- [THE TASK]: Starting at the first line of the data below, repeat each line word for word up to and including the line with "<point>44,233</point>".

──────────

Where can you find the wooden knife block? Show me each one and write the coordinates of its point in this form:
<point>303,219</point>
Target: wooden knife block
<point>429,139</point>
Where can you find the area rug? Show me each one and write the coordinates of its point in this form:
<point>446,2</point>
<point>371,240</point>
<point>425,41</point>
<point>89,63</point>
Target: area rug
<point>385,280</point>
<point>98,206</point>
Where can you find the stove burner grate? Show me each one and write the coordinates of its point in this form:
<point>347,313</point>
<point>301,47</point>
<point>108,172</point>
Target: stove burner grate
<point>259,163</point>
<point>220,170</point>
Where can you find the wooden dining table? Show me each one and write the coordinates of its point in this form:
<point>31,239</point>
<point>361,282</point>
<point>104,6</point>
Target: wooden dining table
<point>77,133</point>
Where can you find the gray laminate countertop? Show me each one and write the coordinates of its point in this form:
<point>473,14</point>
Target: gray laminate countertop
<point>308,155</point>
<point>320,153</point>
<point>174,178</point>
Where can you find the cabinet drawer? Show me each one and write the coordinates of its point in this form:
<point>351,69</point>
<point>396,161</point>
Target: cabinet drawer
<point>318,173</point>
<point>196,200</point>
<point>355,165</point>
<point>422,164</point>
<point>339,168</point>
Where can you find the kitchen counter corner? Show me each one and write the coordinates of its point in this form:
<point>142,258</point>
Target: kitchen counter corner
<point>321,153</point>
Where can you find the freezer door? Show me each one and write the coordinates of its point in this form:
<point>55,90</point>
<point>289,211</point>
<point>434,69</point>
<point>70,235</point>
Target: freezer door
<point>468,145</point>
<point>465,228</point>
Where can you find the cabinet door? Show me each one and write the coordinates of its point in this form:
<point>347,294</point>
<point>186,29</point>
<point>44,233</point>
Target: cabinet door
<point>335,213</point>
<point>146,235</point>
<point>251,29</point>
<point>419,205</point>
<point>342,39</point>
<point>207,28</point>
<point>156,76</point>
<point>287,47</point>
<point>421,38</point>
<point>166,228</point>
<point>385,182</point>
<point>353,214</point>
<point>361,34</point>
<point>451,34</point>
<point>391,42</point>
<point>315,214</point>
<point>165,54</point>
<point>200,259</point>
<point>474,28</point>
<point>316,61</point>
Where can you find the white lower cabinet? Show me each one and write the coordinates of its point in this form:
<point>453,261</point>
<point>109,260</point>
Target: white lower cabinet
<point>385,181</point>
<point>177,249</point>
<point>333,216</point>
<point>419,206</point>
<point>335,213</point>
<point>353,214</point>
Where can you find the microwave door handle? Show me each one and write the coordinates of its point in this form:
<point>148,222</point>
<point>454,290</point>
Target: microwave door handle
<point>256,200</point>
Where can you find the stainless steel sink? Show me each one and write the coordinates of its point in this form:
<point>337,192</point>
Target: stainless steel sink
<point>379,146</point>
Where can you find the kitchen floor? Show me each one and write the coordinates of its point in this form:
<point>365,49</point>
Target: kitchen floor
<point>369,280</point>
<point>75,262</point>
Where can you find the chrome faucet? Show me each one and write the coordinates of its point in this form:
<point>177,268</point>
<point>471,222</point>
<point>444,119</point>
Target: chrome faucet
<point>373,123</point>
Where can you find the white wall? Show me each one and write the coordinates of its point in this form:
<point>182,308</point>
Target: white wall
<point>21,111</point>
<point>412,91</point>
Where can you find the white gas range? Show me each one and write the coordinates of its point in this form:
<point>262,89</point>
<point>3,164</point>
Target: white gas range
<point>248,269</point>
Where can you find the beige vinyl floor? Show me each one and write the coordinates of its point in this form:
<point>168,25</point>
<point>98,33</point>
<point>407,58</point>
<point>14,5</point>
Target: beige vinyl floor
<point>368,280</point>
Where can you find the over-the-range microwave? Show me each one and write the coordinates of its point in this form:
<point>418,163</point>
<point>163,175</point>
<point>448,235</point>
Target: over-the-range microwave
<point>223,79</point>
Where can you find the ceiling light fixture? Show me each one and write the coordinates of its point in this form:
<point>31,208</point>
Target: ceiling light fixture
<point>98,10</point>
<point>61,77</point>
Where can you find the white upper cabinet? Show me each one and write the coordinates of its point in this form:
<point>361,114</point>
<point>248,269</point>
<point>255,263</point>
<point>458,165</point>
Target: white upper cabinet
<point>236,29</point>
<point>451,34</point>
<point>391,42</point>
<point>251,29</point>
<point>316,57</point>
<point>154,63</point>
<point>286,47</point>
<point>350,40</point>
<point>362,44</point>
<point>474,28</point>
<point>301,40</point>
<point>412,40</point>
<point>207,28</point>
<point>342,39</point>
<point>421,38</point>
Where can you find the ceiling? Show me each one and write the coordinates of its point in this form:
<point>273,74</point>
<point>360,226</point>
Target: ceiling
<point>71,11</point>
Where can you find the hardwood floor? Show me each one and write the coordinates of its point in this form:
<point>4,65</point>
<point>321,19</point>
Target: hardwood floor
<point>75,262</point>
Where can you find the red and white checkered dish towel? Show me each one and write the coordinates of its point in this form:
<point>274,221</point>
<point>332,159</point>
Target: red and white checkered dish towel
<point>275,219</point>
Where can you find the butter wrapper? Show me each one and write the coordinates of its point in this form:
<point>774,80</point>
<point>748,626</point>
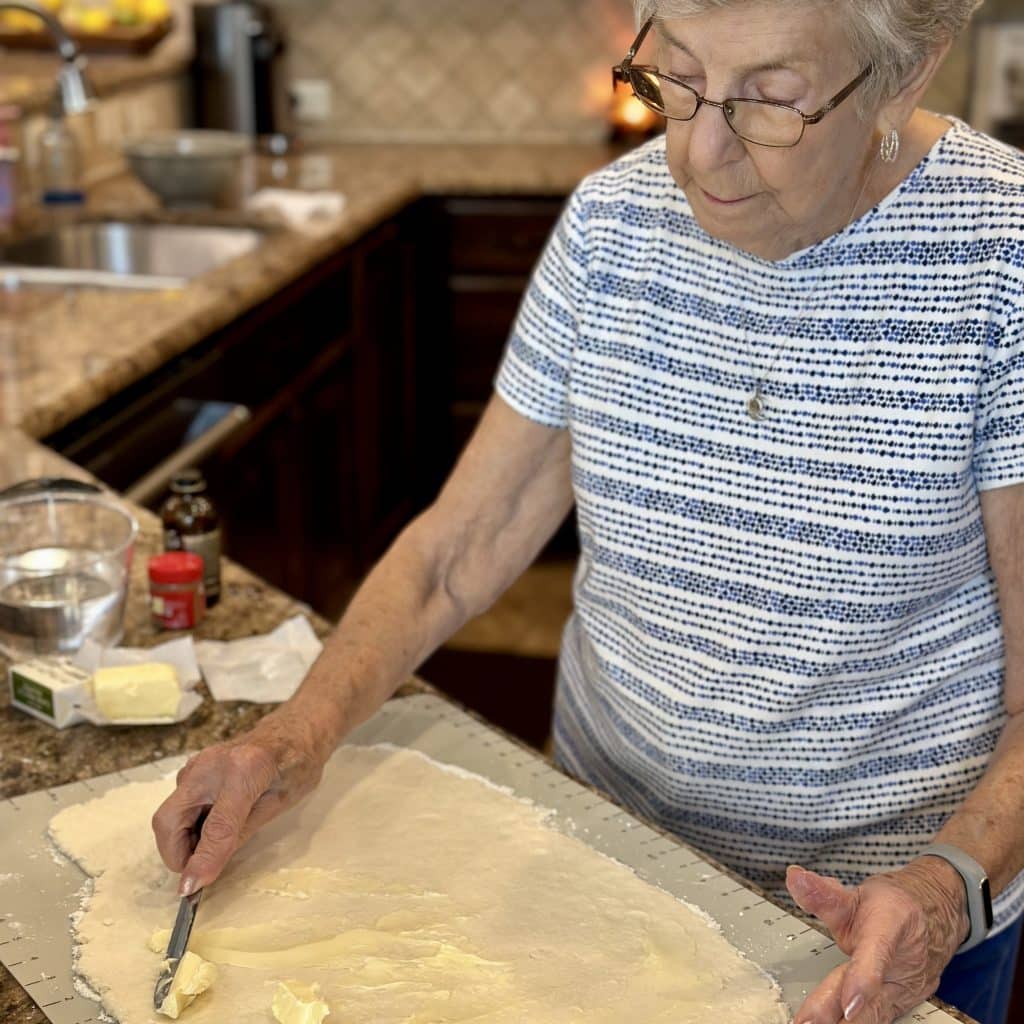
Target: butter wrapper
<point>50,688</point>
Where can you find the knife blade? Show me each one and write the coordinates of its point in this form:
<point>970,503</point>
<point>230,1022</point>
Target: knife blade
<point>176,947</point>
<point>178,943</point>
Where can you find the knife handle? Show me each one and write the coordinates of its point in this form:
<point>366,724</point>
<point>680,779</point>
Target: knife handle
<point>197,828</point>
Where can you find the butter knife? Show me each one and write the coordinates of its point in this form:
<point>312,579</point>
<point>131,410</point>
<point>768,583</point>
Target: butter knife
<point>181,931</point>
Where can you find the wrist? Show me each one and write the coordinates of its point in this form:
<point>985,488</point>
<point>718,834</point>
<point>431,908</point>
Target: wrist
<point>941,888</point>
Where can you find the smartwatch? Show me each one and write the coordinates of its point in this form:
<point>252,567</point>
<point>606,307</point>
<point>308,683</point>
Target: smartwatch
<point>979,897</point>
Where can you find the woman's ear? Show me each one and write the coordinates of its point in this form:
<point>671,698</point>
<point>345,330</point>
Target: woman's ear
<point>896,112</point>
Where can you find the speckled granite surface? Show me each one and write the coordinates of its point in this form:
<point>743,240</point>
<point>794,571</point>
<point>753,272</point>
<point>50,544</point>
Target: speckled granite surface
<point>34,756</point>
<point>77,348</point>
<point>74,349</point>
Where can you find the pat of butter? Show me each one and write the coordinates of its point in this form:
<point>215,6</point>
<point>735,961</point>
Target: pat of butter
<point>150,690</point>
<point>298,1004</point>
<point>194,976</point>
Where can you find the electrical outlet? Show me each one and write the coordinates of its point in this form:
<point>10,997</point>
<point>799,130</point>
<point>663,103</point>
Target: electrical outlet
<point>311,98</point>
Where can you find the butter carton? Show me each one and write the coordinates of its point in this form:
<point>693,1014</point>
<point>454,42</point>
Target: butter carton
<point>50,688</point>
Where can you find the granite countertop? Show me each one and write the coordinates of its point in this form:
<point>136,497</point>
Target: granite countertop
<point>76,348</point>
<point>70,350</point>
<point>34,756</point>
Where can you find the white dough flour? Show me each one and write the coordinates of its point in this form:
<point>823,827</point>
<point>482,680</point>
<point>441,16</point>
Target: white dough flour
<point>410,894</point>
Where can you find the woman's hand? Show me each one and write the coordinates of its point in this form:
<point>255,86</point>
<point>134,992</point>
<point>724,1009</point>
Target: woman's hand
<point>245,782</point>
<point>900,930</point>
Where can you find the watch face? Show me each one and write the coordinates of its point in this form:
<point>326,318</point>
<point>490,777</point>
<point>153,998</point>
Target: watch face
<point>986,901</point>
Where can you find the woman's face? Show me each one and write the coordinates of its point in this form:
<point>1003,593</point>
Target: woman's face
<point>768,202</point>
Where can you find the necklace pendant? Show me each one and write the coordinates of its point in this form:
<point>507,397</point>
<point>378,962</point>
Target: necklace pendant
<point>756,406</point>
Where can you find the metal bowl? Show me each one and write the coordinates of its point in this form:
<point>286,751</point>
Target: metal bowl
<point>189,168</point>
<point>65,559</point>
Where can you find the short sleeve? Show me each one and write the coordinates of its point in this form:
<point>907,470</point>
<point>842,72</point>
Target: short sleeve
<point>534,376</point>
<point>998,435</point>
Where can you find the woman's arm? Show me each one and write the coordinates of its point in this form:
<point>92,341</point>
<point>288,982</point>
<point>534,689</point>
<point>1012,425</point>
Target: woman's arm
<point>506,497</point>
<point>901,929</point>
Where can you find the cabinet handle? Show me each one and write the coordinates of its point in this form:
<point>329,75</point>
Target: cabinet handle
<point>154,483</point>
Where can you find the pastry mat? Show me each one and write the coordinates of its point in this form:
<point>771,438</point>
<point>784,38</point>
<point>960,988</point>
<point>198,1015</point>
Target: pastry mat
<point>39,889</point>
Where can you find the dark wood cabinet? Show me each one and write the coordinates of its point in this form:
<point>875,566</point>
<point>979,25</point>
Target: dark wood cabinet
<point>364,377</point>
<point>483,250</point>
<point>316,484</point>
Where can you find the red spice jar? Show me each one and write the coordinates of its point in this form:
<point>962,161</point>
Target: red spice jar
<point>176,590</point>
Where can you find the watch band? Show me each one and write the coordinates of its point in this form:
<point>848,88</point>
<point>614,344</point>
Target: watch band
<point>979,897</point>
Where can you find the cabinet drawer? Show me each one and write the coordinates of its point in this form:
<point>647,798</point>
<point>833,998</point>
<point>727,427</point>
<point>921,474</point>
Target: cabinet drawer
<point>499,236</point>
<point>482,317</point>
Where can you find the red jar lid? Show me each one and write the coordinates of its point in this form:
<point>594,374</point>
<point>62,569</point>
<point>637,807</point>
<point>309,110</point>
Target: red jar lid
<point>176,566</point>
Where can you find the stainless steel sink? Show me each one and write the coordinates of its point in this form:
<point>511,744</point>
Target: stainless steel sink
<point>125,254</point>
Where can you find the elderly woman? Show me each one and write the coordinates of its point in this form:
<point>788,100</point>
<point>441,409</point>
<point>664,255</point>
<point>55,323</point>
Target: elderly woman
<point>776,359</point>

──────────

- [ANSWER BELOW]:
Where can you find the wooden knife block? Show me each one and write the coordinates of its point in this form:
<point>303,219</point>
Target: wooden knife block
<point>429,139</point>
Where can you find the area rug? Show me each one and write the coordinates of its point in this form:
<point>446,2</point>
<point>371,240</point>
<point>425,41</point>
<point>89,63</point>
Target: area rug
<point>385,280</point>
<point>98,206</point>
Where can you find the stove burner grate? Show me each one and write the coordinates of its point in this form:
<point>347,313</point>
<point>301,47</point>
<point>108,172</point>
Target: stove burner grate
<point>259,163</point>
<point>220,170</point>
Where can you find the wooden dining table? Show me each one and write the coordinates of its point in this form:
<point>31,239</point>
<point>361,282</point>
<point>104,6</point>
Target: wooden dining table
<point>77,133</point>
Where can you find the gray laminate countertop? Show me each one and write the coordinates of its point in this form:
<point>473,14</point>
Target: gray laminate countertop
<point>308,155</point>
<point>320,153</point>
<point>174,178</point>
Where can you find the cabinet drawer? Show me each one and write the coordinates of its point in this form:
<point>351,69</point>
<point>396,161</point>
Target: cabinet drawer
<point>318,173</point>
<point>196,200</point>
<point>355,165</point>
<point>422,164</point>
<point>339,168</point>
Where can you find the kitchen counter corner? Show me each one and write the coordinates of its point in this form:
<point>142,258</point>
Target: kitchen counter corner
<point>321,153</point>
Where can you find the freezer door? Show me each one and write the coordinates of its point in this form:
<point>55,90</point>
<point>289,211</point>
<point>434,69</point>
<point>70,235</point>
Target: freezer door
<point>468,145</point>
<point>465,228</point>
Where can you find the cabinet door? Show me each one and write the coordinates of its point in this form:
<point>347,294</point>
<point>186,29</point>
<point>44,233</point>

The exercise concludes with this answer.